Point labeling examples:

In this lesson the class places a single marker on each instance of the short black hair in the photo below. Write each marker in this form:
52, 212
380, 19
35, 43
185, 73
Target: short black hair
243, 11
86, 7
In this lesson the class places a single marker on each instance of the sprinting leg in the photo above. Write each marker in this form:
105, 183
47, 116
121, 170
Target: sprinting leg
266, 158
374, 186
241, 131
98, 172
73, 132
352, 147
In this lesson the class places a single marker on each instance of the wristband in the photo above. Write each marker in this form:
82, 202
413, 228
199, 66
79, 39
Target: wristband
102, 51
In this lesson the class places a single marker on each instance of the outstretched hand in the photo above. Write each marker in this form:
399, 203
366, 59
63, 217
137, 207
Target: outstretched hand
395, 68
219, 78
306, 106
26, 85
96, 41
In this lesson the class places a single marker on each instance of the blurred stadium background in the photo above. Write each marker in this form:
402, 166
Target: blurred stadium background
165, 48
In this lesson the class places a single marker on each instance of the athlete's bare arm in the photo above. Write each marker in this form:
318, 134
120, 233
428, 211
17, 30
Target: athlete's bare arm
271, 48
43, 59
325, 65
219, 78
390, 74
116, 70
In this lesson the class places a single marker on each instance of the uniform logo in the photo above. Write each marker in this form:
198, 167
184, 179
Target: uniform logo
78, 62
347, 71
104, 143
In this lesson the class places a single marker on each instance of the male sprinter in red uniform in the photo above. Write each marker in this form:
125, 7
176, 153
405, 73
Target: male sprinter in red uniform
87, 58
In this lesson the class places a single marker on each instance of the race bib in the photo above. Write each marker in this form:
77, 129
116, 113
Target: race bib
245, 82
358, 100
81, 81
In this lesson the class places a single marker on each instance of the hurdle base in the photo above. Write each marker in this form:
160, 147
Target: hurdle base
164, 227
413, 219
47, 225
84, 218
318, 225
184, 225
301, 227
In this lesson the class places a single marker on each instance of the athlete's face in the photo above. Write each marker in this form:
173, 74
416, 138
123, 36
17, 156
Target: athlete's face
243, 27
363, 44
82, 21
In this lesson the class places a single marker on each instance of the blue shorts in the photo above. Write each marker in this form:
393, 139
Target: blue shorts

• _TASK GOAL_
Print every line of the records exactly. Omit nothing.

• _ANSWER TO THIS TASK_
In this lesson the class places a single marker on each instance of the short black hair in the photo below. Write each marker in this form:
52, 212
380, 19
35, 43
185, 73
Target: short black hair
243, 11
86, 7
In this lesson the class places a single marker on each instance of the sprinting leg in the photo above. Write each marker in this form:
105, 183
47, 116
121, 170
Target: sprinting leg
266, 158
374, 186
241, 131
98, 172
73, 132
352, 147
In this lesson the class places a single marker on each instance of the wristband in the photo above. Write each marker in this form:
82, 202
413, 228
199, 66
79, 39
Target: wristband
102, 51
In this lesson the class places a single marker on each instance of the outstretched hand in the photo above. Write each marker in this form:
399, 203
366, 59
63, 217
137, 207
Target: outstretched hand
395, 68
219, 78
306, 106
26, 85
96, 41
In this lesson the class places a single marker on each instance of the blurred stadium background in the photo above. Write each marker in this form:
402, 166
Target: blurred stadium background
165, 48
In this lesson the class places a single marker on each instance of the athlete's bare arm in the photo above. Write each marker in this form:
318, 134
120, 233
428, 211
17, 30
Target: athlete's bare arm
271, 48
43, 59
325, 65
219, 78
390, 74
116, 70
In this lesson the class places a single marker on each instance of the uniform logo in the photo above. Write each marker in this form:
198, 167
184, 179
Target: uniform logo
78, 62
347, 71
104, 143
In this lesson the class places a single marker on each instance of the male sprinter in red uniform in the photo above. Write each marker in this form:
125, 7
176, 153
405, 73
Target: male sprinter in red uniform
87, 58
In this lesson the class places a single marker on each instance of the race bib in the photo above. Write each marker in this form:
77, 129
116, 113
Target: race bib
245, 82
358, 100
81, 81
In this lesson the class places a single marker on each instance of the hurdle base in the photo above. Write each marker in this form:
160, 147
Target: hurdle base
164, 227
413, 219
47, 225
84, 218
318, 225
184, 225
301, 227
In this lesson the class places a single marker on each instance of the athlete's face in the photo above. Write each marker in this form:
173, 74
416, 138
123, 36
17, 156
Target: athlete's face
243, 27
363, 44
82, 21
In this lesson the class places a single marker on each instance of the blue shorts in the photo above. Write each marker in this form:
393, 139
Target: blue shorts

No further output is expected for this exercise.